Task: A letter-for-letter copy of the listing is required, with no pictures in it.
-- Excerpted data follows --
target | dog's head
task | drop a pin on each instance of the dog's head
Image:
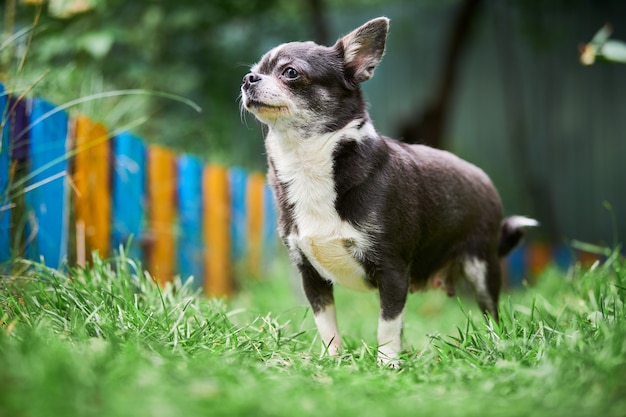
(313, 89)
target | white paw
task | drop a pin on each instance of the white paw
(390, 362)
(332, 349)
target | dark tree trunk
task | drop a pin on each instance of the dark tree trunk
-- Excerpted data concluded --
Reply to the task:
target | dog's head
task | drop a pin on each instance of the dog's head
Image:
(313, 89)
target | white paw
task | drop a pin on each instance of the white paw
(390, 362)
(332, 349)
target | dark tree trunk
task | drop a pin on each instance of the dark tree trunk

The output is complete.